> **About this task**
Produce an exact copy of the lines from the line containing "the metal fence" through the last line of the entries below, and only those lines.

> **Data supplied**
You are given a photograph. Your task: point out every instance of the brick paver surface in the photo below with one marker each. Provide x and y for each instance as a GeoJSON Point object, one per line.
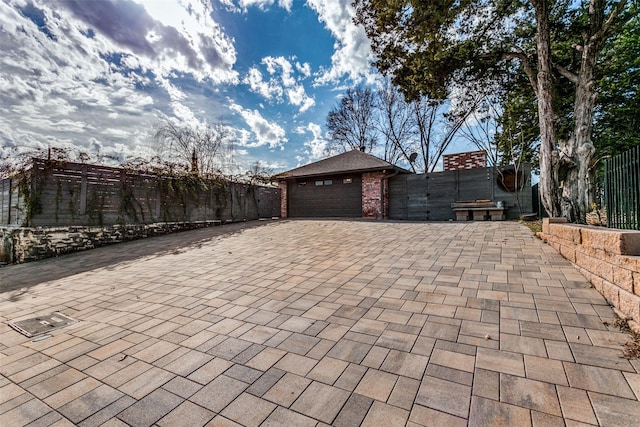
{"type": "Point", "coordinates": [313, 323]}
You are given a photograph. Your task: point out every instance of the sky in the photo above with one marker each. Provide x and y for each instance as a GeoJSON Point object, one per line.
{"type": "Point", "coordinates": [100, 76]}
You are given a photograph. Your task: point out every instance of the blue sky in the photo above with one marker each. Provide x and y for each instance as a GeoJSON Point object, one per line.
{"type": "Point", "coordinates": [100, 76]}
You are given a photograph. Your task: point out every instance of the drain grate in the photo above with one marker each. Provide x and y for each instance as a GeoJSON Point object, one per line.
{"type": "Point", "coordinates": [42, 324]}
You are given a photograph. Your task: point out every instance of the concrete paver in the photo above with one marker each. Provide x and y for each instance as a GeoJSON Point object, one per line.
{"type": "Point", "coordinates": [316, 322]}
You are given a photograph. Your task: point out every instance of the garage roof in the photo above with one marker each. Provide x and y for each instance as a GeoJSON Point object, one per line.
{"type": "Point", "coordinates": [349, 162]}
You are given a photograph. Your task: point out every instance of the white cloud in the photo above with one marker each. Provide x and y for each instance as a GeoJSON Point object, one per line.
{"type": "Point", "coordinates": [264, 5]}
{"type": "Point", "coordinates": [317, 145]}
{"type": "Point", "coordinates": [279, 84]}
{"type": "Point", "coordinates": [273, 63]}
{"type": "Point", "coordinates": [298, 97]}
{"type": "Point", "coordinates": [268, 89]}
{"type": "Point", "coordinates": [73, 69]}
{"type": "Point", "coordinates": [264, 132]}
{"type": "Point", "coordinates": [304, 69]}
{"type": "Point", "coordinates": [352, 56]}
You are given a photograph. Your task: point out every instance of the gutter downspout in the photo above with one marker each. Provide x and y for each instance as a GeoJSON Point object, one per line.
{"type": "Point", "coordinates": [382, 195]}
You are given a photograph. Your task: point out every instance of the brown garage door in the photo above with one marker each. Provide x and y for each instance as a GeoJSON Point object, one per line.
{"type": "Point", "coordinates": [333, 196]}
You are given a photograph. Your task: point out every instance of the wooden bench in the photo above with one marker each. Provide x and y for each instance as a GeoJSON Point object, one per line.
{"type": "Point", "coordinates": [479, 210]}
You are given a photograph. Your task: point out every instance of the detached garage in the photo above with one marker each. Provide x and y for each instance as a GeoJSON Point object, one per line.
{"type": "Point", "coordinates": [349, 185]}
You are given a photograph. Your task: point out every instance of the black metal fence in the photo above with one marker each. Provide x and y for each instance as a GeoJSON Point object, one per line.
{"type": "Point", "coordinates": [622, 190]}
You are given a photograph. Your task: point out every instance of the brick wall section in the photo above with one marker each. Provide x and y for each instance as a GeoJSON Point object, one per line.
{"type": "Point", "coordinates": [371, 195]}
{"type": "Point", "coordinates": [284, 210]}
{"type": "Point", "coordinates": [468, 160]}
{"type": "Point", "coordinates": [608, 258]}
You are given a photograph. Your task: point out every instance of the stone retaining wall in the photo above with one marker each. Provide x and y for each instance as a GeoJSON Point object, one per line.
{"type": "Point", "coordinates": [608, 258]}
{"type": "Point", "coordinates": [24, 244]}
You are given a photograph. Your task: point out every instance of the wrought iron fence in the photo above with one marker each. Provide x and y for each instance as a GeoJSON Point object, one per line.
{"type": "Point", "coordinates": [622, 190]}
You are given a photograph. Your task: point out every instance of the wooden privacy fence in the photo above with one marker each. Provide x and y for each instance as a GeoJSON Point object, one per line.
{"type": "Point", "coordinates": [429, 197]}
{"type": "Point", "coordinates": [52, 193]}
{"type": "Point", "coordinates": [622, 190]}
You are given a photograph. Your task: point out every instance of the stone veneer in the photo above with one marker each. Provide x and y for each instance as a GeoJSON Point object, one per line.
{"type": "Point", "coordinates": [372, 195]}
{"type": "Point", "coordinates": [608, 258]}
{"type": "Point", "coordinates": [25, 244]}
{"type": "Point", "coordinates": [461, 161]}
{"type": "Point", "coordinates": [284, 208]}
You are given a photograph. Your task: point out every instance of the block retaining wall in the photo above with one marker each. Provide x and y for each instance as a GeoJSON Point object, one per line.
{"type": "Point", "coordinates": [24, 244]}
{"type": "Point", "coordinates": [608, 258]}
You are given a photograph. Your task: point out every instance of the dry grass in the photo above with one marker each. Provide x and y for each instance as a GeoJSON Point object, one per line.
{"type": "Point", "coordinates": [631, 348]}
{"type": "Point", "coordinates": [535, 226]}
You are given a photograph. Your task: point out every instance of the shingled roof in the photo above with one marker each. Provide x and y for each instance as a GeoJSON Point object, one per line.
{"type": "Point", "coordinates": [349, 162]}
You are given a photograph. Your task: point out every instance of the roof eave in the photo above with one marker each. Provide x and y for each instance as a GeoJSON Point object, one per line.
{"type": "Point", "coordinates": [283, 176]}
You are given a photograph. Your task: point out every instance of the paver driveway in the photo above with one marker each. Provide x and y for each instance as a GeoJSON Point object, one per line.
{"type": "Point", "coordinates": [318, 322]}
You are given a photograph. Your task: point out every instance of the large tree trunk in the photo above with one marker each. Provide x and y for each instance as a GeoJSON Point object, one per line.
{"type": "Point", "coordinates": [577, 153]}
{"type": "Point", "coordinates": [548, 153]}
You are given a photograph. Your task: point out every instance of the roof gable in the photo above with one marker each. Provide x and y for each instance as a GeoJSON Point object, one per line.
{"type": "Point", "coordinates": [350, 161]}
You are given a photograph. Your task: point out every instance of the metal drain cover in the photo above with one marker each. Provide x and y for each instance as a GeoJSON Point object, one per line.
{"type": "Point", "coordinates": [42, 324]}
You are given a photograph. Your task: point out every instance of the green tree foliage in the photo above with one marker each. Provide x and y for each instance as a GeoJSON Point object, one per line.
{"type": "Point", "coordinates": [555, 48]}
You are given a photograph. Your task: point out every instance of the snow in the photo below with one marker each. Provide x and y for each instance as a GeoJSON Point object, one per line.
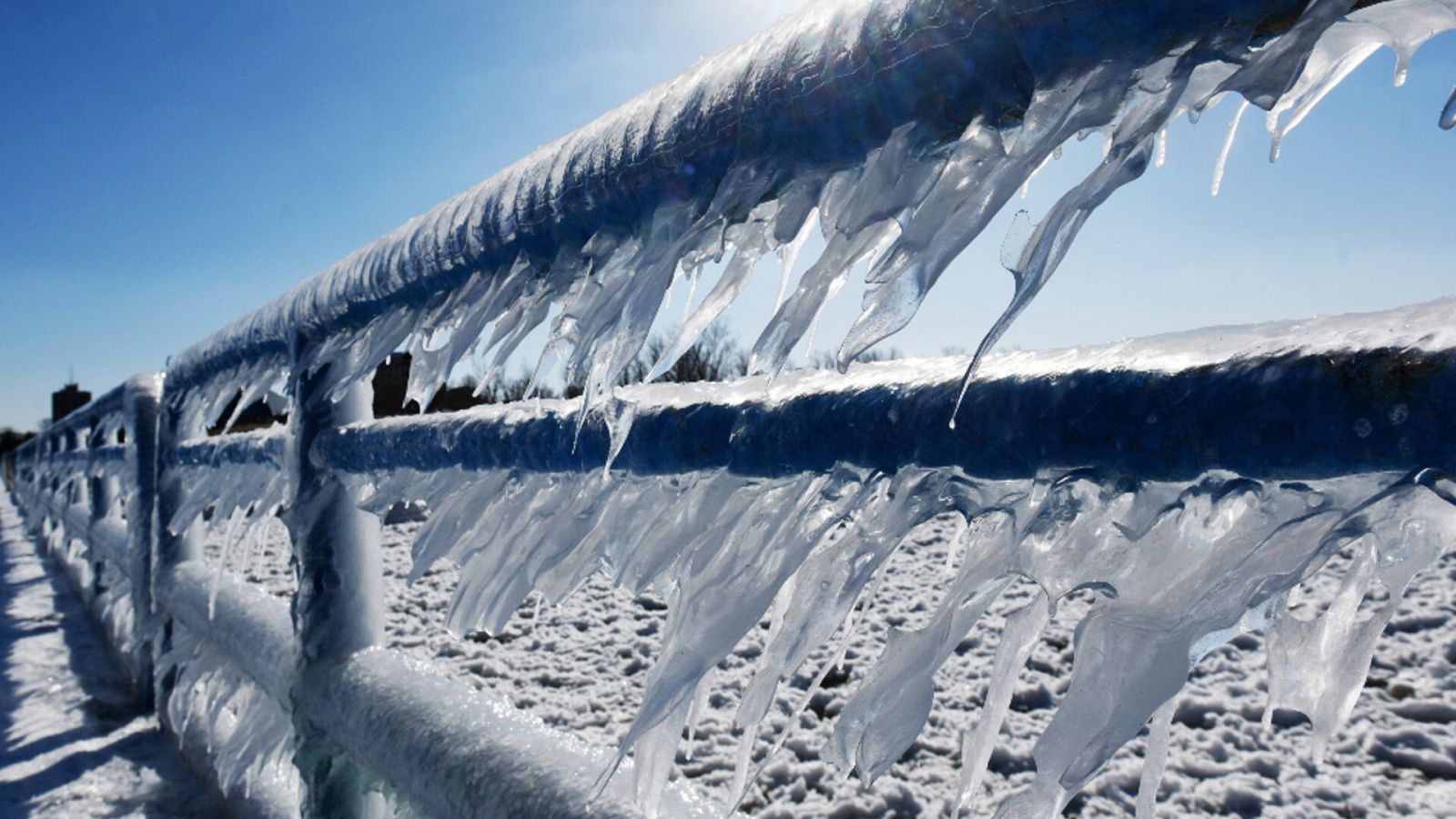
{"type": "Point", "coordinates": [783, 533]}
{"type": "Point", "coordinates": [582, 666]}
{"type": "Point", "coordinates": [752, 147]}
{"type": "Point", "coordinates": [76, 739]}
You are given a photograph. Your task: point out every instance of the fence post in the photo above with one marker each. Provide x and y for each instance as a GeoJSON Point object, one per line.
{"type": "Point", "coordinates": [140, 401]}
{"type": "Point", "coordinates": [169, 548]}
{"type": "Point", "coordinates": [337, 608]}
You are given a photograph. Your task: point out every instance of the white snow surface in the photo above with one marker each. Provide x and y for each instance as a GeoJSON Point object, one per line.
{"type": "Point", "coordinates": [582, 666]}
{"type": "Point", "coordinates": [76, 742]}
{"type": "Point", "coordinates": [590, 232]}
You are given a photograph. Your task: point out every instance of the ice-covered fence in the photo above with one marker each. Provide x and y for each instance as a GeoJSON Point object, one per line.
{"type": "Point", "coordinates": [900, 128]}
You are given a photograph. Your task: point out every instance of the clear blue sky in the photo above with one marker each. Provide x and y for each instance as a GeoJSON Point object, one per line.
{"type": "Point", "coordinates": [167, 167]}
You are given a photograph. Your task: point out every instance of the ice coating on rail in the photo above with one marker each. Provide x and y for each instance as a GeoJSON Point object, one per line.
{"type": "Point", "coordinates": [1190, 560]}
{"type": "Point", "coordinates": [899, 127]}
{"type": "Point", "coordinates": [228, 722]}
{"type": "Point", "coordinates": [1181, 567]}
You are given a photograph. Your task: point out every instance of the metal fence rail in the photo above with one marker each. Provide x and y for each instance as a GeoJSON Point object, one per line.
{"type": "Point", "coordinates": [113, 487]}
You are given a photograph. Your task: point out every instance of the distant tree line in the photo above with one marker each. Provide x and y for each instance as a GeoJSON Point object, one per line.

> **Result for this task**
You are given a photograph. Your task: point out every instance of the metal fence rail in the photo above with one marker each. Provide x and y for each instance as a GeoJSON Point object, one per line.
{"type": "Point", "coordinates": [113, 487]}
You are given a photograph. Your task: point out every instance of the distant tree line in the photo above with one marker each. Provide x and y for each instance as a GeoJSON Point object, one per line.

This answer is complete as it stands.